• **Written request A**
List every dollar amount stated in the excerpt on the Dodgers ownership dispute.
• **Written request B**
Extend the excerpt on the Dodgers ownership dispute by writing what follows its final sentence.

• **Source extract**
>> BEGIN

Frank McCourt's statement 
In a statement to the press on April 20, 2011, owner Frank McCourt responded:

Steve Soboroff, hired by McCourt as the Dodgers vice chairman April 19, 2011, described the takeover of the team's operations as "irresponsible".

Tom Schieffer appointed
On April 25, 2011, Selig appointed Tom Schieffer, former Ambassador to Japan and former President of the Texas Rangers, to oversee the team's finances.  Schieffer had veto power over any team expenditure over $5,000.

Divorce settlement and rejection of TV deal

In June, the cash-strapped McCourt struggled to meet payroll, only meeting it with help from some of his friends. As the Dodgers' end-of-June payroll, which included over $8 million in deferred payments to former Dodger Manny Ramirez, neared, it was reported that McCourt would be unable to meet payroll without the approval of a 17-year, $3 billion television deal with Fox Sports Net. However, on June 20, MLB commissioner Bud Selig declined to approve the deal.  Selig's action also voided a settlement reached on June 17 between Frank and Jamie that divided their assets apart from the Dodgers.

On August 4, a one-day trial was scheduled to decide whether the Dodgers was community property of Frank and Jamie McCourt or the property of Frank alone.  However, the trial was canceled when the Dodgers filed for bankruptcy.

Later, the court agreed to a 30- to 45-day trial to settle the divorce, and decide who owned the Dodgers. The trial was expected to start in spring or summer of 2012. In the meantime they agreed to sell some of their residential holdings. On October 17, 2011 it was announced that the McCourts had reached a settlement in their divorce case, in which Jamie would give up her claims on the Dodgers and Frank would pay her about $130 million. The divorce is believed to have been the costliest in California history.

Bankruptcy Court
On June 27, the Dodgers filed for Chapter 11 bankruptcy protection.

In the filing,  the Dodgers sought permission to use a $150 million loan from a hedge fund for daily operations, according to a team news release. If approved, this would allow the team to meet its payroll obligations to Ramirez, Andruw Jones, and others.
  After the filing, the Dodgers told Tom Schieffer that he no longer had any authority in relation to the Dodgers and refused to let him return to work. MLB filed their own response to the bankruptcy filing, in which they said that the court should reject McCourt's bid to save his ownership by "threatening the immediate demise of one of baseball's great teams." They also asked the court to consider if McCourt should remain the owner during the proceedings and if Schieffer can remain in his position.

>> END

Rows from a pointing dataset:
>> BEGIN

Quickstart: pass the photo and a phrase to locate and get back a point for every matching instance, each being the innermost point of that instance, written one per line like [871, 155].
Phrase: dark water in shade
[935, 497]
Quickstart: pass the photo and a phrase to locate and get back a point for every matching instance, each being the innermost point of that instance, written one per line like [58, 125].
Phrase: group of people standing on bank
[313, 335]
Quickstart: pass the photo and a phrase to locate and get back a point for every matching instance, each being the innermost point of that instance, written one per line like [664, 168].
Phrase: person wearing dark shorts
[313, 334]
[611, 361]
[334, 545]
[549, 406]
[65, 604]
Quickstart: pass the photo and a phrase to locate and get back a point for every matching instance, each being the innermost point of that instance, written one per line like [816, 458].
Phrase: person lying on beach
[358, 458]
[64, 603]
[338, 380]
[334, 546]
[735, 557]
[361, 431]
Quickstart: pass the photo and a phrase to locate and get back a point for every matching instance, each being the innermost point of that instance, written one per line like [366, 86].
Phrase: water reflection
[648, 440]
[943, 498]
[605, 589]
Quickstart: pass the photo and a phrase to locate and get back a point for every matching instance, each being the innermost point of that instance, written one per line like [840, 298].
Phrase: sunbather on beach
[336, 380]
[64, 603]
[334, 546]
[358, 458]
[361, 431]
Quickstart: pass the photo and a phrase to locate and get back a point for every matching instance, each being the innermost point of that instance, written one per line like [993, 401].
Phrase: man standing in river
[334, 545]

>> END

• **Task output A**
$5,000; $8 million; $3 billion; $130 million; $150 million

• **Task output B**
In the court hearing on June 28, the Dodgers and MLB agreed that the Dodgers could use the hedge fund financing temporarily, pending a July 20 hearing on MLB's request to take over funding of the Dodgers. The language in McCourt's original filing asking for an auction of the television rights was deleted temporarily, though that could come up again in the next hearing.

As part of the bankruptcy proceedings, McCourt's lawyer served Selig and other top MLB executives with subpoenas, in an attempt to prove that Selig had predetermined that he was going to seize the Dodgers. MLB attorneys responded that allowing McCourt access to MLB documents and executives would turn the hearing into  "a multi-ringed side show of mini-trials on his personal disputes." The Judge sided with MLB and ruled that McCourt could not compel the release of the documents or depose Selig because they weren't relevant to the issue of the bankruptcy.

After a hearing on July 20, the judge rejected McCourt's further use of the Highbridge loan and ordered McCourt to negotiate a loan with MLB.

On September 23, the MLB made several requests of the court, to be decided at an October 12 hearing.  It asked that the judge order the Dodgers seized and sold.  It also threatened to block any attempt to sell TV rights (and perhaps even suspend the team from the league for the 2012 season), and alleged that McCourt's lawyers have no standing as he and they are in violation of MLB rules. The Dodgers in a statement said that MLB was trying to force "an unnecessary and value-destroying distressed sale"  of the team.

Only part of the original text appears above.